Work item: I would like the records restated word for word, without the pictures.

Input material:
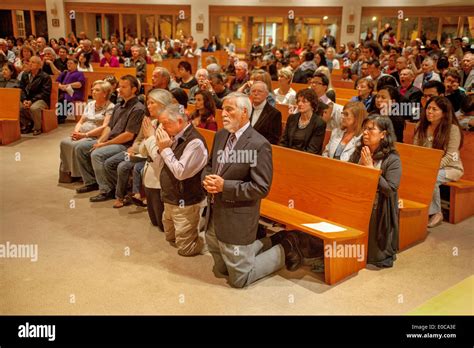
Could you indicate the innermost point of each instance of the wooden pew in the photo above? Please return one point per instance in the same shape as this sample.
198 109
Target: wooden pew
461 192
221 56
93 76
319 193
420 167
49 119
218 116
10 115
172 64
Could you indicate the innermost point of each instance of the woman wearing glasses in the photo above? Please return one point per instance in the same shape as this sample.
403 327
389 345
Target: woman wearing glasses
377 150
439 129
344 140
306 129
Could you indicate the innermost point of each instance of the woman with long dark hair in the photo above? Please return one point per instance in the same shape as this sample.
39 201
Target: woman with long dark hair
387 103
439 128
204 115
377 150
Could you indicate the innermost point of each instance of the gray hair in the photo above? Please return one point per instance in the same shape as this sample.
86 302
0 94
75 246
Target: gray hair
242 101
50 50
174 112
161 96
163 72
105 87
429 60
242 64
202 71
213 68
259 83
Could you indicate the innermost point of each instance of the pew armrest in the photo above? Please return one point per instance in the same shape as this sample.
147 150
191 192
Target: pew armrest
296 218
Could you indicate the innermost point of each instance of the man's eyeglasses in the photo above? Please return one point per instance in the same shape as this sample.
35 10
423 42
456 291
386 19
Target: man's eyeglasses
371 129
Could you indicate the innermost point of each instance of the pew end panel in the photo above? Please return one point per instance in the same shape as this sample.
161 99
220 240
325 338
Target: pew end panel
49 119
420 168
10 116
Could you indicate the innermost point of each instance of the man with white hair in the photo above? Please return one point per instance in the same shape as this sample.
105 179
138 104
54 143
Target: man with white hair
35 96
184 153
241 76
161 78
467 65
407 90
5 54
427 74
48 61
202 77
40 46
235 190
264 118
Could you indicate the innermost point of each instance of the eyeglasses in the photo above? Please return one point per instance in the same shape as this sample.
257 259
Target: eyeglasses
371 129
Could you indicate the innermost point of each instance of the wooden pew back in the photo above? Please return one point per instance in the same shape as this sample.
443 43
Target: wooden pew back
93 76
172 64
420 167
467 150
10 104
320 186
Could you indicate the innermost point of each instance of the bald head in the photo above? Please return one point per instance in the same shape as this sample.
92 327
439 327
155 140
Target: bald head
258 92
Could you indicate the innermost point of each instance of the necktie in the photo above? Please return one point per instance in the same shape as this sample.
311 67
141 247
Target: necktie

Response area:
Could you indicate the innermost point of each instance of the wooden pew in the photo above? Please return one point per instance in the same shape as this sample.
198 109
Target: wooden pew
461 192
221 56
93 76
319 193
420 167
49 119
218 116
10 115
172 64
Could you indicate the innermost point of each instance of the woman wearing glasses in the photo above? Please return one point per instance in the same shape as this sample.
403 327
389 345
Target: woman wearing glasses
377 150
439 129
344 140
306 129
Could you indicate the innermost point of each instance of the woman with long dark hair in the photo above? Please return one point per instance in the same shape as this sample.
39 201
Target: woman with long dark hair
387 103
439 128
204 115
377 150
Could you indicate the innermost point of each instance of the gray hair in the photo above? Please return one point per instance in the same shape as this sample.
86 302
0 94
75 246
Target: gray hair
242 101
50 50
174 112
161 96
163 72
105 87
429 60
242 64
202 71
213 68
259 83
Could you indicate the innermost point of each instance of the pew armrest in the photo above? Please return one point per instance in the same shape as this sample.
147 150
191 192
Target: pew armrest
296 218
Could you indicate the innermost point of each instance of the man's eyeglasses in the photo above? Please return one point per instance in the same shape as this sample.
35 10
423 42
456 291
386 19
Target: man's eyeglasses
371 129
Could you indicate the innermost point of each instance of the pew end panel in the photo above? Please return one point per instance in the same shape as this sample.
161 99
220 240
325 338
Target: pew end panel
49 119
420 168
10 116
Could you indicate the innermost point of each instance of the man with white hair in the photo above? Please return one point per instance in the same shape as this sample.
105 179
138 104
54 143
Target: man with white hair
35 96
184 153
241 76
161 78
467 65
407 90
5 54
427 74
48 61
202 77
40 46
235 190
264 118
Could you indicate the innermost point of each instance of the eyeglasses in the photo above? Please return one point per instance in the same shape as this sample.
257 259
Target: eyeglasses
371 129
Could you indicate the innermost point of each instance of the wooden pew back in the photo above? Please return one point per instance in the same shape as this sample.
443 43
Target: wooden pew back
93 76
172 64
420 167
467 150
10 104
320 186
Could you indicate the innermost point of each instance of the bald head in the photo above? Please return one point per instance in the same shape as this sample.
92 327
439 327
155 140
Target: bald head
258 92
Could you indicate the innermost point of each instance of the necktie in the photo above? Please return one point per instance in the same shape as this sample.
311 67
141 247
Target: necktie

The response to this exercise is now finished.